_Page excerpt_
═══

So I started meditating. It was one of those stop and start things for me. I would sit and try to meditate, only to find myself unable to or that I’d be done in like two minutes. And you know what? I was ok with that. My teacher actually told us to start with two minutes of breathing and see where we’d go from there.
So I did. Step by tiny step, I learned to meditate. Before I knew it I was under for an hour and a half at a time. And I felt some of my exhaustion lifting.
I opened myself up to meeting my spirit guides and guardians. Whomever wanted to show up. I met an arabian horse named Alexis first and foremost. She is lovely. Flea-bitten grey with deep limpid brown eyes. Full of love and snark. Reminds me of me now. But then I was just grateful to have the validation that I really wasn’t alone. That beings on the energetic/spiritual plane really were there and helping me.
I got to know her pretty well. She helped me take care of certain pieces of myself. My seven year old especially loved spending time with her in a lovely quiet field. They’d play for a bit and then lie in the grass and just enjoy the peace and healing.

═══

_Records provided_

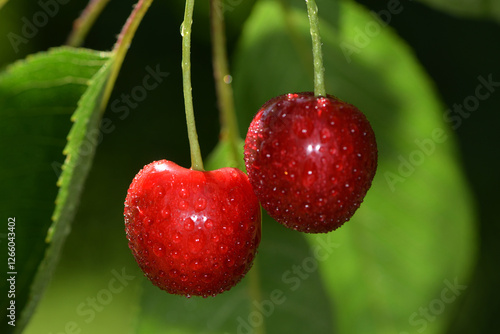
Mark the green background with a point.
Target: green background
(453, 50)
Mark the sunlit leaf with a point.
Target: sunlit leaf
(37, 98)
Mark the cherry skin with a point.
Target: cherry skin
(192, 232)
(310, 160)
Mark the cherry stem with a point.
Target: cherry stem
(84, 23)
(123, 44)
(319, 70)
(196, 160)
(229, 124)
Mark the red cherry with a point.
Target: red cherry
(192, 232)
(310, 160)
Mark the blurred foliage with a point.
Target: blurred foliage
(395, 257)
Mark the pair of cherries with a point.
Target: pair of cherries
(310, 161)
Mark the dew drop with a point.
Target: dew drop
(223, 249)
(227, 230)
(174, 254)
(196, 264)
(177, 237)
(309, 175)
(302, 127)
(201, 204)
(183, 205)
(189, 224)
(209, 224)
(195, 243)
(165, 213)
(215, 238)
(184, 193)
(206, 278)
(325, 135)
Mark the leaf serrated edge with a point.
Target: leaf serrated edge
(52, 251)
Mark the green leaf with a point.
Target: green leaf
(414, 235)
(488, 9)
(37, 97)
(2, 3)
(269, 299)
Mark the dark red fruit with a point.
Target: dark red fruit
(310, 160)
(192, 232)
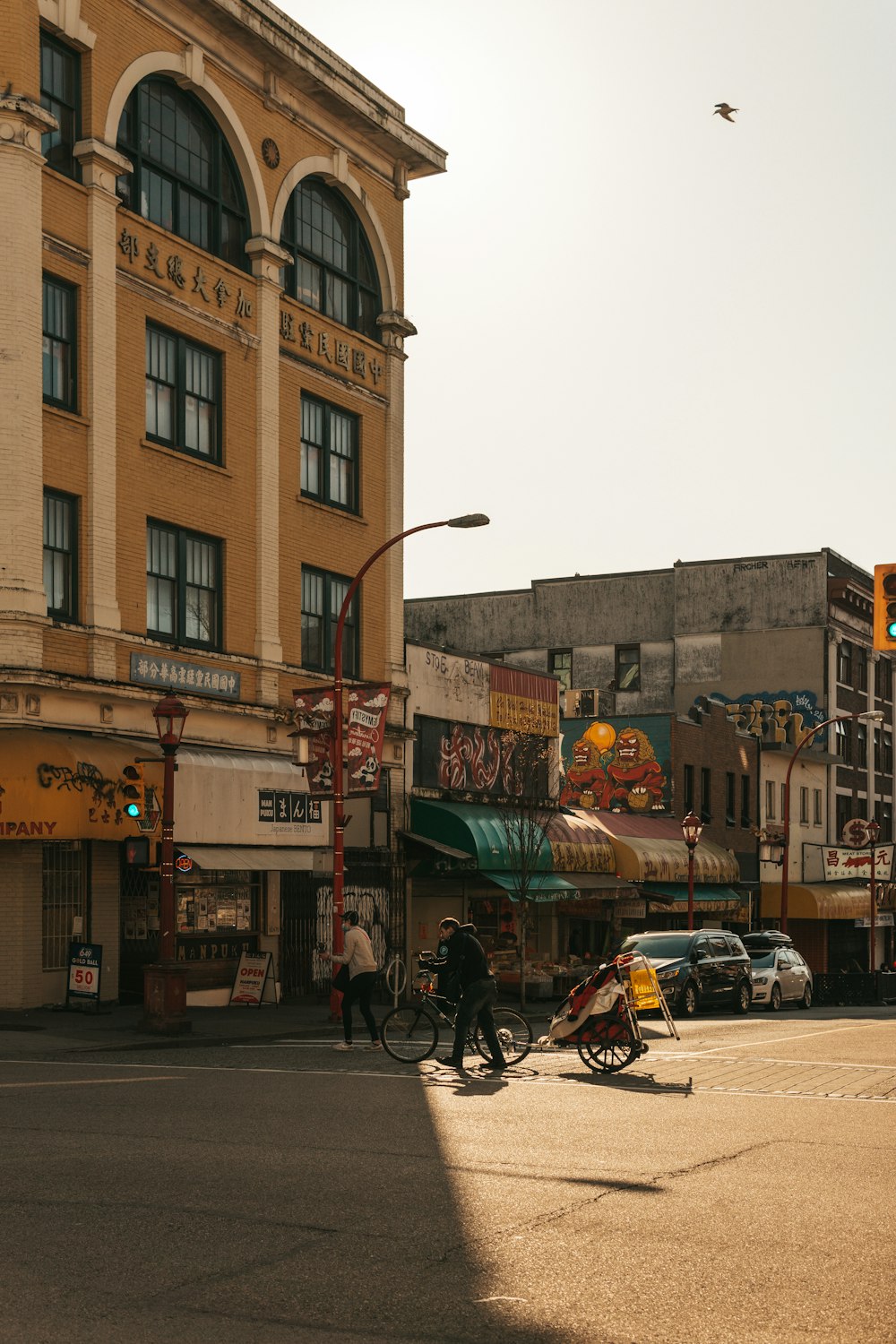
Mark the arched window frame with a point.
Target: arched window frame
(228, 212)
(358, 281)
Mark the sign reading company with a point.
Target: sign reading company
(856, 863)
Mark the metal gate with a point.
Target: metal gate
(374, 886)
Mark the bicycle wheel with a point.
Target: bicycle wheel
(513, 1032)
(409, 1034)
(613, 1048)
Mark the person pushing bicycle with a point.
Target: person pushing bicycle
(466, 970)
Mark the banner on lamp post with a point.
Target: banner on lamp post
(367, 709)
(314, 712)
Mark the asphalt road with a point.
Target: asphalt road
(732, 1185)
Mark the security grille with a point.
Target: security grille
(65, 897)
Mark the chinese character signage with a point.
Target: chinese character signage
(185, 676)
(367, 706)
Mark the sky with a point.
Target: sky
(645, 333)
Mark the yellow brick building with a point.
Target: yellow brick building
(202, 443)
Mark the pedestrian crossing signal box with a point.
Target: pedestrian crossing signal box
(885, 607)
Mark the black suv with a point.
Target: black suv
(697, 969)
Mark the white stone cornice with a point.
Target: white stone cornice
(101, 164)
(65, 16)
(268, 258)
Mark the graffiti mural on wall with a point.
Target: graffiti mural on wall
(616, 765)
(466, 758)
(780, 717)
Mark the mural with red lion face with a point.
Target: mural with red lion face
(616, 769)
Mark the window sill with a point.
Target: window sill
(332, 510)
(185, 457)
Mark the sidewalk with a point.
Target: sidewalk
(56, 1031)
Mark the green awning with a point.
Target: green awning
(541, 886)
(477, 830)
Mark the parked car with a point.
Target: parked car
(780, 972)
(702, 969)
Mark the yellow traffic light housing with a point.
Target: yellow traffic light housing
(885, 607)
(134, 790)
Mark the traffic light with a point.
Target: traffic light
(134, 790)
(885, 607)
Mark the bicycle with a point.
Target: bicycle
(411, 1034)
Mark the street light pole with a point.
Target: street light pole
(877, 715)
(691, 828)
(339, 796)
(166, 983)
(874, 831)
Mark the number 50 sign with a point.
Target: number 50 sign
(85, 961)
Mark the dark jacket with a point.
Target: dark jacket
(463, 960)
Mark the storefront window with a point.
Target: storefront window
(214, 908)
(64, 900)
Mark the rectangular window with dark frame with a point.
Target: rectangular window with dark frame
(323, 597)
(183, 395)
(330, 454)
(729, 798)
(61, 556)
(627, 667)
(61, 96)
(183, 586)
(59, 343)
(560, 664)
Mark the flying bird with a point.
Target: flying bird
(724, 110)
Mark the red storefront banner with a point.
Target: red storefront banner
(367, 709)
(524, 702)
(314, 715)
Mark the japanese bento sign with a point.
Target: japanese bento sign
(365, 737)
(85, 964)
(842, 865)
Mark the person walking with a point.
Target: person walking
(362, 972)
(468, 968)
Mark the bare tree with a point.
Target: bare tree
(527, 804)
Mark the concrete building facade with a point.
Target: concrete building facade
(202, 441)
(780, 642)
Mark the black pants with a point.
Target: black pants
(359, 991)
(476, 1003)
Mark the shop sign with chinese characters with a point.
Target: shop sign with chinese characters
(185, 676)
(217, 292)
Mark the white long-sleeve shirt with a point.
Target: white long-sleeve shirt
(359, 954)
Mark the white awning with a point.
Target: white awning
(258, 857)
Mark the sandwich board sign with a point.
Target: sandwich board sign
(254, 981)
(85, 964)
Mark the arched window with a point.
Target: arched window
(185, 175)
(333, 266)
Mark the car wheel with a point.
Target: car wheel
(688, 1000)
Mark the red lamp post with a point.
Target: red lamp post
(339, 796)
(691, 828)
(166, 983)
(839, 718)
(874, 831)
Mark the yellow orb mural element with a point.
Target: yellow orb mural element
(600, 736)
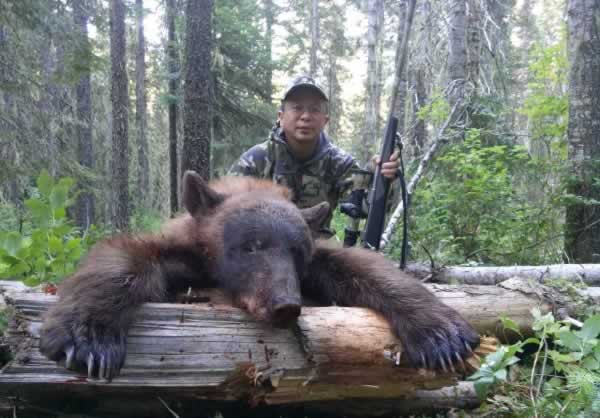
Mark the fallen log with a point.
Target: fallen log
(212, 351)
(588, 274)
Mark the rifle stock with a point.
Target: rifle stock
(379, 190)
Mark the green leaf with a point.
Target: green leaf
(45, 183)
(501, 374)
(60, 213)
(31, 281)
(482, 386)
(509, 324)
(12, 242)
(55, 244)
(570, 340)
(591, 328)
(58, 197)
(40, 211)
(591, 363)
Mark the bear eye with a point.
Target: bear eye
(252, 247)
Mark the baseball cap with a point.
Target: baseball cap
(303, 81)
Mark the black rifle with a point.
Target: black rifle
(379, 190)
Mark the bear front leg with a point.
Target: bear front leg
(87, 327)
(432, 334)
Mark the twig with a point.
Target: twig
(173, 413)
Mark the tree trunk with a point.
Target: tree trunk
(373, 33)
(457, 45)
(582, 240)
(143, 171)
(85, 211)
(419, 99)
(174, 75)
(197, 94)
(474, 42)
(398, 101)
(214, 351)
(335, 106)
(269, 22)
(576, 273)
(120, 111)
(314, 37)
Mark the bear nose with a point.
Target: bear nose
(286, 311)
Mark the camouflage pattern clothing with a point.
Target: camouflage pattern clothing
(326, 176)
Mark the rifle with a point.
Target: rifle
(379, 190)
(376, 199)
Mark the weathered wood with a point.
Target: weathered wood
(216, 352)
(578, 273)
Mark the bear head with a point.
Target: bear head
(257, 242)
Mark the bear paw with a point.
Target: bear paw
(96, 350)
(438, 342)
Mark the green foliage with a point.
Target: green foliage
(146, 221)
(547, 104)
(52, 247)
(471, 211)
(436, 111)
(562, 375)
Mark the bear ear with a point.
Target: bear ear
(315, 215)
(198, 197)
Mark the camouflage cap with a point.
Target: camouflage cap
(303, 81)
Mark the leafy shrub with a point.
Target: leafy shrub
(53, 246)
(560, 378)
(473, 209)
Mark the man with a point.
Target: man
(299, 155)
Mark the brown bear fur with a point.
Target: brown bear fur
(243, 235)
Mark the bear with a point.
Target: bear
(245, 236)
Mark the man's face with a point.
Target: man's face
(303, 117)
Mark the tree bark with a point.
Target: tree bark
(269, 22)
(314, 37)
(399, 89)
(174, 75)
(419, 99)
(85, 210)
(197, 88)
(211, 351)
(474, 42)
(582, 240)
(576, 273)
(120, 111)
(373, 33)
(143, 171)
(457, 45)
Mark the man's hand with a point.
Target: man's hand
(389, 169)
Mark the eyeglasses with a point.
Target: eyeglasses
(299, 109)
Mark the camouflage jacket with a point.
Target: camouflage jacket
(324, 177)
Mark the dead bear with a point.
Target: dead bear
(243, 235)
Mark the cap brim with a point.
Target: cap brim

═══

_What to work on_
Can you update the meditation passage, starting with "So I did. Step" and going on through "and helping me.", so that "guardians" becomes "protectors"?

_Written reply_
So I did. Step by tiny step, I learned to meditate. Before I knew it I was under for an hour and a half at a time. And I felt some of my exhaustion lifting.
I opened myself up to meeting my spirit guides and protectors. Whomever wanted to show up. I met an arabian horse named Alexis first and foremost. She is lovely. Flea-bitten grey with deep limpid brown eyes. Full of love and snark. Reminds me of me now. But then I was just grateful to have the validation that I really wasn’t alone. That beings on the energetic/spiritual plane really were there and helping me.